*To do*.
1. In the text on living with purpose, shorten the paragraph that begins "Nevertheless, he saw past the wheelchair" into a bulleted list that keeps its main facts.
2. According to the text on living with purpose, what dread name was polio known by in the 1940s?

(Beginning of Passage shown)

Purpose is defined as a sense of knowing that your life has meaning, importance, and value. Living and knowing your purpose in life mean that you believe your life, your work, and your contribution (will) make a positive impact on the life of others. Living with purpose means you are committed to serving society in a positive way. 

A life with a purpose (and passion) is a life well-lived. Take David Davey for example. Dave, then 12-years-old, was struck with polio during the epidemic of the 1940s. (At the time, polio was known by the dread name of Infantile Paralysis.) He was fortunate he survived but the disease took away the strength of his legs. He was confined to the wheelchair for the rest of his life. 

Nevertheless, he saw past the wheelchair – and his disability and was determined to lead a pretty normal life. Thanks to his mother’s persistence, he was allowed to complete his junior and senior years at a regular high school. (He had attended a special school for handicapped children.) He became a member of the Honor Society and was elected president of his senior class. He later went to Wayne State University (WSU) to study Accounting (as it was an accepted belief that occupants of wheelchairs, with a college education, would want to make a living as an accountant) but later switched his major to Business Administration.

(End of Passage shown)
(Beginning of Dataset section)

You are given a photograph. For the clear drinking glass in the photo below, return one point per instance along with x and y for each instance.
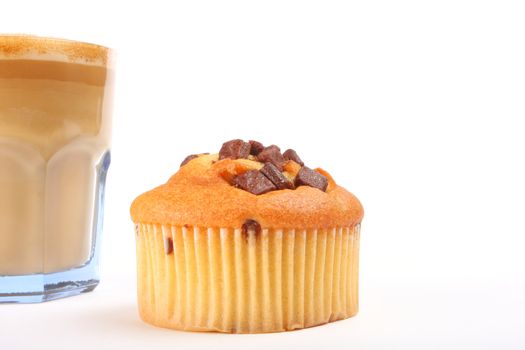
(55, 126)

(End of Dataset section)

*Answers below*.
1.
- David Davey looked past his wheelchair and disability and was determined to lead a fairly normal life.
- He had attended a special school for handicapped children. Because his mother persisted, he was allowed to finish his junior and senior years at a regular high school.
- He joined the Honor Society and was elected president of his senior class.
- He went to Wayne State University (WSU) to study Accounting, since it was commonly believed that college-educated wheelchair users would want to work as accountants.
- He later switched his major to Business Administration.

2. Infantile Paralysis.